**THE PROBLEM**
Match the string "query" against each line below, and copy every line that matches.

**THE DATA**
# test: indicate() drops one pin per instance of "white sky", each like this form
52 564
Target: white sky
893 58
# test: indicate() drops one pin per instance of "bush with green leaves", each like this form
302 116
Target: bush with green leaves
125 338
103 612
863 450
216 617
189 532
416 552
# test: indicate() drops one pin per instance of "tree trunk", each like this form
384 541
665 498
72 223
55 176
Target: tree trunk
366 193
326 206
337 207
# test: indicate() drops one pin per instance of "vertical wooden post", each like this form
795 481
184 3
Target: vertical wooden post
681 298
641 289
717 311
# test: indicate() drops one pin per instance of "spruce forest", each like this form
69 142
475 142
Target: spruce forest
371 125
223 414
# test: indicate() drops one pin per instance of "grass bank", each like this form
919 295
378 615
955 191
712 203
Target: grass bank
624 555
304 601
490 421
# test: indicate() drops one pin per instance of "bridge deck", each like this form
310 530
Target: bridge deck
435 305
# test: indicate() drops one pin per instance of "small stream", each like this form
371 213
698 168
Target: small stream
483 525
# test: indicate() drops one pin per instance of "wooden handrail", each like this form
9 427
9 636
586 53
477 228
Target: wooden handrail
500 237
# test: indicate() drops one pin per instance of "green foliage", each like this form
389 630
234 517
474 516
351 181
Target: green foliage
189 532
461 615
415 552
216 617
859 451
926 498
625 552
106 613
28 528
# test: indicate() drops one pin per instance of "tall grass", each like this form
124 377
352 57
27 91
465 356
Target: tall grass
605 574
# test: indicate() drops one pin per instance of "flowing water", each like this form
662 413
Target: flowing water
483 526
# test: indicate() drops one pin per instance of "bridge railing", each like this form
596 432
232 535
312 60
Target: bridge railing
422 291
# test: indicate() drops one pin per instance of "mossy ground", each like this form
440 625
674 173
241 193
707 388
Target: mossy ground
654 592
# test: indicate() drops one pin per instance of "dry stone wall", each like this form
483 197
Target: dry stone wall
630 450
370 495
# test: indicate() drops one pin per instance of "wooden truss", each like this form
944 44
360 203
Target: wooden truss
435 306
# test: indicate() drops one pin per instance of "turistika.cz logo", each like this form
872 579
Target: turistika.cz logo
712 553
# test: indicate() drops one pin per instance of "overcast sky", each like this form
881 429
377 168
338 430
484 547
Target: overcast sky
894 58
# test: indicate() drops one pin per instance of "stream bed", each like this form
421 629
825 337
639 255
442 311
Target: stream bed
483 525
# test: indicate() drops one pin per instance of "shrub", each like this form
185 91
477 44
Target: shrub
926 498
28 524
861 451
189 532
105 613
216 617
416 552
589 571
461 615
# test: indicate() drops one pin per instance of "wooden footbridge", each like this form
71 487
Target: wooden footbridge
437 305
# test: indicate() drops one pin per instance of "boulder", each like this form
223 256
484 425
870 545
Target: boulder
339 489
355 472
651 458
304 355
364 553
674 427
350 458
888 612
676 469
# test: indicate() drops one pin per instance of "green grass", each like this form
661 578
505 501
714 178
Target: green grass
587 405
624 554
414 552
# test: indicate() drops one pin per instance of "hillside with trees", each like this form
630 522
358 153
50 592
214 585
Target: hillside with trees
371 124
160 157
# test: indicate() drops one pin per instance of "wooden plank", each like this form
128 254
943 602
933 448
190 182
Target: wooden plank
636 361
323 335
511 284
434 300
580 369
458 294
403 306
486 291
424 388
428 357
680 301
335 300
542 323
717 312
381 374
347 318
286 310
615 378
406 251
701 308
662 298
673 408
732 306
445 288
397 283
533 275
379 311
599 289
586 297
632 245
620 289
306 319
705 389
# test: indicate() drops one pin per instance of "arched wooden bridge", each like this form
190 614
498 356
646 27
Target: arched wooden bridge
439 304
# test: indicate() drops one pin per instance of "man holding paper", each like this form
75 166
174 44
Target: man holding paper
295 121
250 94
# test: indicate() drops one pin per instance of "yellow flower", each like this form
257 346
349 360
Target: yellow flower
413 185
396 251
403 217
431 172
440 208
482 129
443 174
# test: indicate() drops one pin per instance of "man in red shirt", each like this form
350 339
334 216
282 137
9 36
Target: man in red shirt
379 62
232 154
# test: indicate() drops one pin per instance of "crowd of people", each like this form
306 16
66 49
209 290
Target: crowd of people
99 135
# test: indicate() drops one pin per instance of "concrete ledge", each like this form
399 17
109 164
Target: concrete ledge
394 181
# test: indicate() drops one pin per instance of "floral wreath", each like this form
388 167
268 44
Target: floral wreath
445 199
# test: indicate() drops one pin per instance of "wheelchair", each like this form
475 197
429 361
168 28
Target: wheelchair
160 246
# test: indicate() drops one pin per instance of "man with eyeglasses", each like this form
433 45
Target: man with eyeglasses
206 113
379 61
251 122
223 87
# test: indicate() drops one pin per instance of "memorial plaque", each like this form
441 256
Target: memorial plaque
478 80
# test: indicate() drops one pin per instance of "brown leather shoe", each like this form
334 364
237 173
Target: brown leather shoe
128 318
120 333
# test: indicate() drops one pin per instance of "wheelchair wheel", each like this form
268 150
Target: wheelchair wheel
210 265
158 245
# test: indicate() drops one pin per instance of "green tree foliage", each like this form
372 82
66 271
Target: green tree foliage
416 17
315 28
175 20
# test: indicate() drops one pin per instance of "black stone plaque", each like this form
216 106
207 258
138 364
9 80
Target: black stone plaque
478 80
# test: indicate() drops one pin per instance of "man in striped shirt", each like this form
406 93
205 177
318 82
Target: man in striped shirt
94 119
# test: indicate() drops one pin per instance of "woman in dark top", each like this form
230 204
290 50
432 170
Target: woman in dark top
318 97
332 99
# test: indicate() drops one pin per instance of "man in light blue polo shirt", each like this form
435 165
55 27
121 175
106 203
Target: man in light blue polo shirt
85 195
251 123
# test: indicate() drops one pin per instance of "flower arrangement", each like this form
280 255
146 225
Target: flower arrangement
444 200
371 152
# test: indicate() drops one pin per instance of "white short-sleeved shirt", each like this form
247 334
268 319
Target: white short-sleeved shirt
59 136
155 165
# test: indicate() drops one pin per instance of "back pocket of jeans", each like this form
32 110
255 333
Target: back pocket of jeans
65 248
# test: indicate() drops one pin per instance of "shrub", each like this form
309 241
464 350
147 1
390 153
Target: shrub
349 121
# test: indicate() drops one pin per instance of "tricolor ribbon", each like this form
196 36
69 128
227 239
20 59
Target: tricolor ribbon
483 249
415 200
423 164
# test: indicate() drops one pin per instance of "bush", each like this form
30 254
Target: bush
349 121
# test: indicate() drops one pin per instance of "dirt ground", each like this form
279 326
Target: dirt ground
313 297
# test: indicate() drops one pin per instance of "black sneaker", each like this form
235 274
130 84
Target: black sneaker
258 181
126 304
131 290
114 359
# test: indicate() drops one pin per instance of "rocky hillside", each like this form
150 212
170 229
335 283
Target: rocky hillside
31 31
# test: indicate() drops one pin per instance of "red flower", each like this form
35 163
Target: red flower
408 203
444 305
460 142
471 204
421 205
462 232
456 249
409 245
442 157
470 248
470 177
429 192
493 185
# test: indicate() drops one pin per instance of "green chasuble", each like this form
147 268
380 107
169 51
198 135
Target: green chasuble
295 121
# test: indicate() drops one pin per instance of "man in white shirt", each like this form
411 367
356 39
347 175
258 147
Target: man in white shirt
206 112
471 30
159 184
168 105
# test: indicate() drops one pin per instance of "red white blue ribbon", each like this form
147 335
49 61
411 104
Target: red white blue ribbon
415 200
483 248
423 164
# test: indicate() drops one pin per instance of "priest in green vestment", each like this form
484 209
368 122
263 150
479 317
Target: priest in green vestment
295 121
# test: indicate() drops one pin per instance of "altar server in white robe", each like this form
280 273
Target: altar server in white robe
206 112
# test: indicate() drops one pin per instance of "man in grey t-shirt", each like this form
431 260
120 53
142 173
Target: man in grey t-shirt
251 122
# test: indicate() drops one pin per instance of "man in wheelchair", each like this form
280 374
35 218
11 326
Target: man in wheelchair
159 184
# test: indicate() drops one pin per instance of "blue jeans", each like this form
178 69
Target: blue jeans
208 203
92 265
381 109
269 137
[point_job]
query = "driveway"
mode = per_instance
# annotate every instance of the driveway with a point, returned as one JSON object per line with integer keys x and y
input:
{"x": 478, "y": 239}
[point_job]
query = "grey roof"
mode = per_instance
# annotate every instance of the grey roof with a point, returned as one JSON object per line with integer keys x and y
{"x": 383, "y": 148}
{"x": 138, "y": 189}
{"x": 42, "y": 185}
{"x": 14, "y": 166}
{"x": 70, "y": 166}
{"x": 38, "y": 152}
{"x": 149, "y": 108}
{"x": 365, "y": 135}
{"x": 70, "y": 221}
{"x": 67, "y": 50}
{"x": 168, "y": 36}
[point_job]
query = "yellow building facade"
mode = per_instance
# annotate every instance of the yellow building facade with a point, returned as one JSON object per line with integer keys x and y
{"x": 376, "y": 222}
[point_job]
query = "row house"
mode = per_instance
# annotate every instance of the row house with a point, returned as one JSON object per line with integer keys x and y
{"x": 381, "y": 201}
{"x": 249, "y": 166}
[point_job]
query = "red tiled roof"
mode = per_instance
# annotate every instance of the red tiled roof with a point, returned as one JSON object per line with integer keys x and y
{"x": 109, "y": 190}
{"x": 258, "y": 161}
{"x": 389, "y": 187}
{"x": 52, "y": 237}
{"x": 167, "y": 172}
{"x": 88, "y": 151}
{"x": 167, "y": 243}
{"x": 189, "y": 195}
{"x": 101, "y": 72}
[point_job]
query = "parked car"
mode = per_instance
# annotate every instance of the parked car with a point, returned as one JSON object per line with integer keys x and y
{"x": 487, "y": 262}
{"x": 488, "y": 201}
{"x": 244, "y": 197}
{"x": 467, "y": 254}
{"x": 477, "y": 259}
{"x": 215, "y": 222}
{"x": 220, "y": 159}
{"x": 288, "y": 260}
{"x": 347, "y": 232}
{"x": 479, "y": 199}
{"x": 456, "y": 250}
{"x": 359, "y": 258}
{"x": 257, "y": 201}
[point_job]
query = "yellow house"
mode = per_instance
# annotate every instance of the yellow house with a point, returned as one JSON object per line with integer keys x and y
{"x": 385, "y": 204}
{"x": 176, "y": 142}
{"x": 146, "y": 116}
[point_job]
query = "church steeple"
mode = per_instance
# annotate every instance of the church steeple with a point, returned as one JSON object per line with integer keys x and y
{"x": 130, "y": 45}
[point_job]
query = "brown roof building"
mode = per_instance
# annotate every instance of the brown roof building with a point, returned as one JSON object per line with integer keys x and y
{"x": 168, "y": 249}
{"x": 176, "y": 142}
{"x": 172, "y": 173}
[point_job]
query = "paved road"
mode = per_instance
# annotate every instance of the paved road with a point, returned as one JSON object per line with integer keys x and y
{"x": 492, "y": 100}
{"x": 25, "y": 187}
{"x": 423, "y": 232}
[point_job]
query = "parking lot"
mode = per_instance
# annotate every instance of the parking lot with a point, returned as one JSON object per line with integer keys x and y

**EXERCISE OUTPUT**
query = "driveway"
query = "grey roof"
query = "yellow building facade"
query = "row house"
query = "red tiled roof"
query = "parked car"
query = "yellow house"
query = "church steeple"
query = "brown roof building"
query = "paved road"
query = "parking lot"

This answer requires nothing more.